Copy every line of the items below verbatim, character for character.
..........
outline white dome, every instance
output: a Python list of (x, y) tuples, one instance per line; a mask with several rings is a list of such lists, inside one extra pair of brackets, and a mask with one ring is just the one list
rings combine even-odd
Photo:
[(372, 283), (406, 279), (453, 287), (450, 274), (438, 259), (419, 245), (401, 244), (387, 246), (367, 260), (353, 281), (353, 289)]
..........
## Exercise output:
outline white dome, every instance
output: a Python list of (x, y) tuples, one instance per line; a mask with several rings is a list of such lists, inside one extra pair of brackets, and a mask with one ring is just the one list
rings combine even-odd
Photo:
[(372, 283), (406, 279), (453, 287), (450, 274), (438, 259), (419, 245), (401, 244), (387, 246), (367, 260), (353, 281), (353, 289)]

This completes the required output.